Line by line, return the material below exactly as it reads.

───── RECORDS

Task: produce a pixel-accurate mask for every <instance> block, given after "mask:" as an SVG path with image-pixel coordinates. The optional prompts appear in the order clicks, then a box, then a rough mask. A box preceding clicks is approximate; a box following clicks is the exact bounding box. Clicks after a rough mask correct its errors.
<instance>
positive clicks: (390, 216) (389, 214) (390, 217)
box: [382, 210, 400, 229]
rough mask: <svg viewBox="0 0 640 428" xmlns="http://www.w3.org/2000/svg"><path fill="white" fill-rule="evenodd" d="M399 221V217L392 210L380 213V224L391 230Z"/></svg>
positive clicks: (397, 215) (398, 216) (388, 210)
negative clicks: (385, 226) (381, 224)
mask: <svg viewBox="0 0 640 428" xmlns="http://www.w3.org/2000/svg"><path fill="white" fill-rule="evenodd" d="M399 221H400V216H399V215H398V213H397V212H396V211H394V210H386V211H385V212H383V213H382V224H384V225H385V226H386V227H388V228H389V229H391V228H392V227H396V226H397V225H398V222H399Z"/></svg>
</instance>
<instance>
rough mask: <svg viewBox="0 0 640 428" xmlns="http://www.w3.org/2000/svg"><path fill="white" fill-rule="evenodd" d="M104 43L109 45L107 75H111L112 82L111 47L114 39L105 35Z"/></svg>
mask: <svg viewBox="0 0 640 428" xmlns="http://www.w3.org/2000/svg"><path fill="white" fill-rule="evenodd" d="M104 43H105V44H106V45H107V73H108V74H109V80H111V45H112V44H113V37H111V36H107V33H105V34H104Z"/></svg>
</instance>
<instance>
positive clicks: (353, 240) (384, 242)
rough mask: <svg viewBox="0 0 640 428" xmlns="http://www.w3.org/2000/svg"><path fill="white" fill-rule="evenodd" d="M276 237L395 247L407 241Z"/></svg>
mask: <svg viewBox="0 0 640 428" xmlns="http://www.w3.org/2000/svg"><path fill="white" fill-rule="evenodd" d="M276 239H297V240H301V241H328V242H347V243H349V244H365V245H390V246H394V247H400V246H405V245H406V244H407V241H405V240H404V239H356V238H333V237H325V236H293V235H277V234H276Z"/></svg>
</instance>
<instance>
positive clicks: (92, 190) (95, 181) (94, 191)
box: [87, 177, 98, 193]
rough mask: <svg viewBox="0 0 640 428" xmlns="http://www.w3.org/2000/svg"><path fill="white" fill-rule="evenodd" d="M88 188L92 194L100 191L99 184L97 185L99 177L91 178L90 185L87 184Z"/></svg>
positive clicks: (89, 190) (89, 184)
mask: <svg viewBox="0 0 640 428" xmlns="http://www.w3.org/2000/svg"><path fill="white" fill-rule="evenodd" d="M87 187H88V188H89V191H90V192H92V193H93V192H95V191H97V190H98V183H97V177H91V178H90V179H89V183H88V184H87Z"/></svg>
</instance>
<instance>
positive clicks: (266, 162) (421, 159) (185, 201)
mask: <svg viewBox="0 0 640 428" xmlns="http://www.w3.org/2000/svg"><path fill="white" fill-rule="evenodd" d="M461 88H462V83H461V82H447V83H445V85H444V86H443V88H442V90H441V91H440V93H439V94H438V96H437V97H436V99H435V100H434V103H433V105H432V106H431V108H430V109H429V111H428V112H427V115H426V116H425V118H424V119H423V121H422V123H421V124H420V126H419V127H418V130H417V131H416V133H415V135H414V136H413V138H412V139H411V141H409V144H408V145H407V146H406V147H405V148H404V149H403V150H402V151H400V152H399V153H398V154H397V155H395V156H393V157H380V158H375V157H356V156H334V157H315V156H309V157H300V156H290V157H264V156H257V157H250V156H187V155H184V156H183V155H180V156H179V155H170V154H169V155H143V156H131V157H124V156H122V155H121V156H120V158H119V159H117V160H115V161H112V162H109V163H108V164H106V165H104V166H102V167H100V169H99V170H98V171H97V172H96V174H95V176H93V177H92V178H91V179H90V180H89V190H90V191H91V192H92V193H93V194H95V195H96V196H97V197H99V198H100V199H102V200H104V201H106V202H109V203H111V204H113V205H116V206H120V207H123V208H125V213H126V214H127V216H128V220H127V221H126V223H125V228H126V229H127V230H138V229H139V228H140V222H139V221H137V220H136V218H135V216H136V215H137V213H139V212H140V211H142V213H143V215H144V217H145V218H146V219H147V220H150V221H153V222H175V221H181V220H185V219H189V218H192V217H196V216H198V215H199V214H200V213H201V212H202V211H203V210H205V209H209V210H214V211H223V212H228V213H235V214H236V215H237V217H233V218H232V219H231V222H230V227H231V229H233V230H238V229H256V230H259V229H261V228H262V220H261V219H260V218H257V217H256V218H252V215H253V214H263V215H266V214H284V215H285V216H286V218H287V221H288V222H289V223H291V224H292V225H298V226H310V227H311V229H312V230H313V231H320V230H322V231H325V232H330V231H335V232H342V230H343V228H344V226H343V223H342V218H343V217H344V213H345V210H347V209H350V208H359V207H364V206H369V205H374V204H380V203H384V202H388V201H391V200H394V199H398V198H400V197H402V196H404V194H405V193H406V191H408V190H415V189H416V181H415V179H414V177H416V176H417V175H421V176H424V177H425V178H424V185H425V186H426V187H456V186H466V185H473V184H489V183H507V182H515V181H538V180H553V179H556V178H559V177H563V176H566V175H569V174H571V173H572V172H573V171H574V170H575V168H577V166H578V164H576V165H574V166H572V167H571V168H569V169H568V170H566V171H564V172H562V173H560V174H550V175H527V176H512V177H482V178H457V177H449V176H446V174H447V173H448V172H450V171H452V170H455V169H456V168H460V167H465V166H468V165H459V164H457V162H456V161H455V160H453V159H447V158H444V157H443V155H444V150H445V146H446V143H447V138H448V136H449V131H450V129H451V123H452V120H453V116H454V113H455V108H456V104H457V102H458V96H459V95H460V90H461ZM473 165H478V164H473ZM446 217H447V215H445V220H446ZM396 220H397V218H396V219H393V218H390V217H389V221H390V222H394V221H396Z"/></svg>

──────────

- **TASK SOLUTION**:
Task: produce a pixel-accurate mask for every <instance> block, given after "mask:" as an SVG path with image-pixel coordinates. The optional prompts appear in the order clicks, then a box, then a rough mask. A box preceding clicks is approximate; a box following clicks is the exact bounding box. Clicks after a rough mask correct its errors.
<instance>
positive clicks: (390, 216) (389, 214) (390, 217)
box: [382, 210, 400, 229]
rough mask: <svg viewBox="0 0 640 428" xmlns="http://www.w3.org/2000/svg"><path fill="white" fill-rule="evenodd" d="M399 221V217L392 210L380 213V224L391 230Z"/></svg>
positive clicks: (397, 215) (398, 216) (388, 210)
negative clicks: (385, 226) (381, 224)
mask: <svg viewBox="0 0 640 428" xmlns="http://www.w3.org/2000/svg"><path fill="white" fill-rule="evenodd" d="M399 221H400V216H399V215H398V213H397V212H396V211H394V210H386V211H385V212H383V213H382V224H384V225H385V226H386V227H388V228H389V229H391V228H392V227H396V226H397V225H398V222H399Z"/></svg>
</instance>
<instance>
rough mask: <svg viewBox="0 0 640 428" xmlns="http://www.w3.org/2000/svg"><path fill="white" fill-rule="evenodd" d="M104 43L109 45L107 75H111L112 82L111 47L114 39L105 35Z"/></svg>
mask: <svg viewBox="0 0 640 428" xmlns="http://www.w3.org/2000/svg"><path fill="white" fill-rule="evenodd" d="M104 43H105V44H106V45H107V73H108V74H109V80H111V45H112V44H113V37H111V36H107V33H105V34H104Z"/></svg>
</instance>
<instance>
positive clicks: (353, 240) (384, 242)
rough mask: <svg viewBox="0 0 640 428" xmlns="http://www.w3.org/2000/svg"><path fill="white" fill-rule="evenodd" d="M276 237L395 247L407 241Z"/></svg>
mask: <svg viewBox="0 0 640 428" xmlns="http://www.w3.org/2000/svg"><path fill="white" fill-rule="evenodd" d="M276 239H297V240H301V241H328V242H347V243H349V244H365V245H390V246H394V247H400V246H405V245H406V244H407V241H405V240H404V239H356V238H333V237H325V236H293V235H277V234H276Z"/></svg>
</instance>
<instance>
positive clicks: (92, 190) (95, 181) (94, 191)
box: [87, 177, 98, 193]
rough mask: <svg viewBox="0 0 640 428" xmlns="http://www.w3.org/2000/svg"><path fill="white" fill-rule="evenodd" d="M88 188L92 194L100 191L99 184L97 185L99 177L91 178L90 185L87 184Z"/></svg>
positive clicks: (89, 190) (89, 184)
mask: <svg viewBox="0 0 640 428" xmlns="http://www.w3.org/2000/svg"><path fill="white" fill-rule="evenodd" d="M87 187H88V188H89V191H90V192H92V193H93V192H95V191H97V190H98V183H97V177H91V178H90V179H89V183H88V184H87Z"/></svg>
</instance>
<instance>
positive clicks: (266, 162) (421, 159) (185, 201)
mask: <svg viewBox="0 0 640 428" xmlns="http://www.w3.org/2000/svg"><path fill="white" fill-rule="evenodd" d="M461 88H462V83H461V82H447V83H445V85H444V86H443V88H442V90H441V91H440V93H439V94H438V96H437V97H436V99H435V100H434V103H433V105H432V106H431V108H430V109H429V111H428V112H427V115H426V116H425V118H424V119H423V121H422V123H421V124H420V126H419V127H418V130H417V131H416V133H415V135H414V136H413V138H412V139H411V141H409V144H408V145H407V146H406V147H405V148H404V149H403V150H402V151H400V152H399V153H398V154H397V155H395V156H393V157H380V158H375V157H356V156H334V157H315V156H309V157H300V156H290V157H264V156H257V157H250V156H187V155H184V156H183V155H180V156H179V155H170V154H169V155H143V156H131V157H124V156H122V155H121V156H120V158H119V159H117V160H115V161H112V162H109V163H108V164H106V165H104V166H102V167H100V169H99V170H98V171H97V172H96V174H95V176H93V177H92V178H91V179H90V180H89V190H90V191H91V192H92V193H93V194H95V195H96V196H97V197H99V198H100V199H102V200H104V201H106V202H109V203H111V204H113V205H116V206H120V207H123V208H125V213H126V214H127V216H128V220H127V221H126V223H125V228H126V229H127V230H138V229H139V228H140V222H139V221H137V220H136V218H135V216H136V215H137V213H139V212H140V211H142V213H143V215H144V217H145V218H146V219H147V220H150V221H153V222H175V221H181V220H185V219H189V218H192V217H196V216H198V215H199V214H200V213H201V212H202V211H203V210H205V209H209V210H214V211H223V212H228V213H235V214H236V215H237V217H233V218H232V219H231V222H230V227H231V229H233V230H238V229H256V230H259V229H261V228H262V220H261V219H260V218H257V217H256V218H252V215H253V214H263V215H266V214H284V215H285V216H286V218H287V221H288V222H289V223H291V224H292V225H298V226H310V227H311V229H312V230H313V231H320V230H322V231H325V232H330V231H335V232H342V230H343V228H344V226H343V223H342V218H343V217H344V213H345V210H347V209H350V208H359V207H364V206H369V205H374V204H380V203H384V202H388V201H391V200H394V199H398V198H400V197H402V196H404V194H405V193H406V191H408V190H415V189H416V181H415V179H414V177H416V176H417V175H421V176H424V177H425V178H424V185H425V186H426V187H456V186H466V185H473V184H489V183H507V182H515V181H538V180H553V179H556V178H559V177H563V176H566V175H569V174H571V173H572V172H573V171H574V170H575V168H577V166H578V164H576V165H574V166H572V167H571V168H569V169H568V170H566V171H564V172H562V173H560V174H550V175H527V176H512V177H482V178H457V177H449V176H446V174H447V173H448V172H450V171H452V170H455V169H456V168H460V167H465V166H468V165H459V164H457V162H456V161H455V160H453V159H447V158H444V157H443V155H444V150H445V146H446V143H447V138H448V136H449V131H450V129H451V123H452V120H453V116H454V113H455V108H456V104H457V102H458V96H459V95H460V90H461ZM473 165H478V164H473ZM446 217H447V215H445V220H446ZM396 220H397V218H396V219H393V218H390V217H389V221H390V222H394V221H396Z"/></svg>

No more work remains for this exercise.